[Excerpts of pointing data]
-- BEGIN --

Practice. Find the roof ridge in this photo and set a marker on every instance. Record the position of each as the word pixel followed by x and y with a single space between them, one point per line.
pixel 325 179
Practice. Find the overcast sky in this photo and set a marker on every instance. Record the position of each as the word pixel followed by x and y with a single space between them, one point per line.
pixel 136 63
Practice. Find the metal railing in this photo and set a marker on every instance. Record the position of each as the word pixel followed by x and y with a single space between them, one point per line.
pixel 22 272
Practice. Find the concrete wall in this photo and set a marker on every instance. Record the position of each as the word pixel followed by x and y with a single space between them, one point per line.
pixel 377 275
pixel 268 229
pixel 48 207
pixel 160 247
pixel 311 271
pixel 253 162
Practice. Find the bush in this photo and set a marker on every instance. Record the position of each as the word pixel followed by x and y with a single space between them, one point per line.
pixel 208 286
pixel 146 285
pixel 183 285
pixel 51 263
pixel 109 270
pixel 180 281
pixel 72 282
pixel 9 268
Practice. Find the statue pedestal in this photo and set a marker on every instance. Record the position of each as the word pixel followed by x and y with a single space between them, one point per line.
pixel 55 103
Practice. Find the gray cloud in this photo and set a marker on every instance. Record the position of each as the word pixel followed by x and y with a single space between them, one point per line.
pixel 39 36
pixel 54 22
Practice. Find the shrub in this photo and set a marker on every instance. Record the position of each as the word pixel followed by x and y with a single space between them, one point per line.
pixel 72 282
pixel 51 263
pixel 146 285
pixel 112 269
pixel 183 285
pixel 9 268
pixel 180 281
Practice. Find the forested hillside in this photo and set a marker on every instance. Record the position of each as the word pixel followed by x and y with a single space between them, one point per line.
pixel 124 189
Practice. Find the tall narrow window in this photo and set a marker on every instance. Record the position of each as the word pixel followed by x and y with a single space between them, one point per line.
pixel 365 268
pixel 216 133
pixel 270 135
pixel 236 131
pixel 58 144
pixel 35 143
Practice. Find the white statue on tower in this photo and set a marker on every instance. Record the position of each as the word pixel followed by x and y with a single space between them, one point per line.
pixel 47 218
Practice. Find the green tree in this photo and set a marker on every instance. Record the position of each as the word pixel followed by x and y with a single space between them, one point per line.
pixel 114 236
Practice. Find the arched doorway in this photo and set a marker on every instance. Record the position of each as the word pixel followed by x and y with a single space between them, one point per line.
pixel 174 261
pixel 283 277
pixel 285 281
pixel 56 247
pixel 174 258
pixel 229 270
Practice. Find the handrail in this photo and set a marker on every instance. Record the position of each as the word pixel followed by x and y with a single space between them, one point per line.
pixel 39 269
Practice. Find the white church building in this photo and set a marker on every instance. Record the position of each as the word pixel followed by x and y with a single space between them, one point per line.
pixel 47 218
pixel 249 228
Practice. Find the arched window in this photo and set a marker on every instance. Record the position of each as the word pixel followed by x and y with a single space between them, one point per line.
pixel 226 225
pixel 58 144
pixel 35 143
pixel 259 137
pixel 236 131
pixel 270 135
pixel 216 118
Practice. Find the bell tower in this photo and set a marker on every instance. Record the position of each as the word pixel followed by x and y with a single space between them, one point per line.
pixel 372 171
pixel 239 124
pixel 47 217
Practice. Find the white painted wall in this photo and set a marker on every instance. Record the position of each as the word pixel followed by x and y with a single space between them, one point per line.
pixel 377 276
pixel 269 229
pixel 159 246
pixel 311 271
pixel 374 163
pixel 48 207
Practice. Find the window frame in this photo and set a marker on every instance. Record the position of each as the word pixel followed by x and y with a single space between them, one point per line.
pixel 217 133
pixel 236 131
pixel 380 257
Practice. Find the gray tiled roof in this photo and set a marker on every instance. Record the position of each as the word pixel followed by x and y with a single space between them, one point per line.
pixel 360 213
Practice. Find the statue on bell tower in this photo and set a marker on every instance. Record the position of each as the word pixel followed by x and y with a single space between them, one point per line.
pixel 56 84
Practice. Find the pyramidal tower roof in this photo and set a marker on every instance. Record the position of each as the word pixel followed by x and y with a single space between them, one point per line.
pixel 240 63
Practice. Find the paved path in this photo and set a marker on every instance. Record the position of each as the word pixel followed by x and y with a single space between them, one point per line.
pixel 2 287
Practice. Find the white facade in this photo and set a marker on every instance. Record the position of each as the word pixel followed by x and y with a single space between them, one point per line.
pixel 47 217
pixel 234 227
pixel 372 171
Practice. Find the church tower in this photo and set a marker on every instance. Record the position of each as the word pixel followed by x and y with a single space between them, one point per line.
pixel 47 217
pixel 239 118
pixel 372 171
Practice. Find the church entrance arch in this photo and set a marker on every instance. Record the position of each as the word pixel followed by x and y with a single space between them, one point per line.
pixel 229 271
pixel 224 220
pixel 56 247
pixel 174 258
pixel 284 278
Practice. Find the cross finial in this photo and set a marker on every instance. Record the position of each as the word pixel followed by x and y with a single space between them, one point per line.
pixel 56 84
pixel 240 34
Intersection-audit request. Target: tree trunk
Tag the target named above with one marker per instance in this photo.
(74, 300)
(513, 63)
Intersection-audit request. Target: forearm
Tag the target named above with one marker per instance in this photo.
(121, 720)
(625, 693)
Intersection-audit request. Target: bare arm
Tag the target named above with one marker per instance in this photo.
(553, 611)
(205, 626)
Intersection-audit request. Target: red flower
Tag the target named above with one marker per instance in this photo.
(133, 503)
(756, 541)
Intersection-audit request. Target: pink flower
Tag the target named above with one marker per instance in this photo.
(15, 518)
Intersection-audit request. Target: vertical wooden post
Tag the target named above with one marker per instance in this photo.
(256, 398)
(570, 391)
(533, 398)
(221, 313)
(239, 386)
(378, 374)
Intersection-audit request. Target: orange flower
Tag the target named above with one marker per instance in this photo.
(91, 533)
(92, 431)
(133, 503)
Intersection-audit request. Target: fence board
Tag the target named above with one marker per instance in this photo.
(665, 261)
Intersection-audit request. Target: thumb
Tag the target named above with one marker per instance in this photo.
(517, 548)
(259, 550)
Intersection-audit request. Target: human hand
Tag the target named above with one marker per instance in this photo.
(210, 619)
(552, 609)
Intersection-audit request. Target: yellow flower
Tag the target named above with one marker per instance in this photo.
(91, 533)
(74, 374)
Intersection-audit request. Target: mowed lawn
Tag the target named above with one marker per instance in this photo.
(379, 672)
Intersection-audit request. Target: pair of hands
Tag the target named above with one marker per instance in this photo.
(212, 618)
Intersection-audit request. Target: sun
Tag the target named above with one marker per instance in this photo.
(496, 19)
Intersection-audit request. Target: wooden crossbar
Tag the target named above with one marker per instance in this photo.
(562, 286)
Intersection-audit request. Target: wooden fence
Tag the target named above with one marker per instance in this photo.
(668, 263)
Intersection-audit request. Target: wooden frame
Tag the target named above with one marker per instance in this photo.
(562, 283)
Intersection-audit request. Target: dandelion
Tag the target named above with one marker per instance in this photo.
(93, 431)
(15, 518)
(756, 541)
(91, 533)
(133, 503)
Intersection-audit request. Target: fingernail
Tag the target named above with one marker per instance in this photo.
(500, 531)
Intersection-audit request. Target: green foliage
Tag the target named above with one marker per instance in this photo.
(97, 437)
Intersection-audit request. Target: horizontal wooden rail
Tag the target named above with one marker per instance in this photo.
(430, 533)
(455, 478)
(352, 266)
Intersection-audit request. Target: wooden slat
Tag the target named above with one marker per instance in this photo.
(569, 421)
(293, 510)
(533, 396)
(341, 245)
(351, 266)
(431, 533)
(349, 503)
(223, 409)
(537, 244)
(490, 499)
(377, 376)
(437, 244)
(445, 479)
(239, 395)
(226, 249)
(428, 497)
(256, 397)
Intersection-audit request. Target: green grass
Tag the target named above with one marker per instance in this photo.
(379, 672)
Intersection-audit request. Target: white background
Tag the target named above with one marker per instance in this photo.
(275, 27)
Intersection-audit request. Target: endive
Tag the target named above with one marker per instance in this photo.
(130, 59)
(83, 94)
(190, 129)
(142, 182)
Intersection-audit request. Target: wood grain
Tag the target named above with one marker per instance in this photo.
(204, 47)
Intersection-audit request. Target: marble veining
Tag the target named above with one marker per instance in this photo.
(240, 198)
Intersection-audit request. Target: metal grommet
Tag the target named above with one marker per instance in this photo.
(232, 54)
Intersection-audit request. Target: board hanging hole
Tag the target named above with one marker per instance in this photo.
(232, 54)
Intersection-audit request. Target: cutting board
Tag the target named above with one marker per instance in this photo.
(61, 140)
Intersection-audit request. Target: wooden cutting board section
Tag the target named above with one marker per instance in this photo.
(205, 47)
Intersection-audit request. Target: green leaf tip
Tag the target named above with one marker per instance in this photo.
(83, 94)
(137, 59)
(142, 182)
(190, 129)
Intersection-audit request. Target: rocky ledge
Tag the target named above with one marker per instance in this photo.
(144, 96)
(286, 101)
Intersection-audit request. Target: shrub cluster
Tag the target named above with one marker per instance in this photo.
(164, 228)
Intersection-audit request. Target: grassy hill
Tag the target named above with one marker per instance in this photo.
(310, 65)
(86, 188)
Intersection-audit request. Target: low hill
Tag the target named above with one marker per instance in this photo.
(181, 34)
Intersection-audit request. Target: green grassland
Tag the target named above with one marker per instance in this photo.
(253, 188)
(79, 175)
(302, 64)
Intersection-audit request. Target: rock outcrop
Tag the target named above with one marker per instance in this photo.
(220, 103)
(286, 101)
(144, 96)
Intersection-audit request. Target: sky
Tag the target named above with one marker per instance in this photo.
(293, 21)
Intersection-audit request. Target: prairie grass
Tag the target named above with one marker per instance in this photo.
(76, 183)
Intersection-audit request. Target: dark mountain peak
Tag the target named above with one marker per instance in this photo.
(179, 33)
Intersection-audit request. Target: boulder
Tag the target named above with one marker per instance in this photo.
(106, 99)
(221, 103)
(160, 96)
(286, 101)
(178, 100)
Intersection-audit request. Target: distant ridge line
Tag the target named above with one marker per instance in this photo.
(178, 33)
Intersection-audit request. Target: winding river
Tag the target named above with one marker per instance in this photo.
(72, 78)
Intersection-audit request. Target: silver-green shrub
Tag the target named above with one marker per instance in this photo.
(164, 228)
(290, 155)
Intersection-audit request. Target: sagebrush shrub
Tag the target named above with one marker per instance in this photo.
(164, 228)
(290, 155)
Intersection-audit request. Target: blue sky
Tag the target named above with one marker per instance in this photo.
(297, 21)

-- END --

Scale the listing above, starting with the line with "Intersection-audit request. Target: blue sky" and going on through its end: rewrite every line in that stretch and multiply each coordinate in the answers by 2.45, rounding to whole numbers with halves rounded up.

Intersection-audit request. Target: blue sky
Tag the target named above with one marker per instance in this photo.
(728, 51)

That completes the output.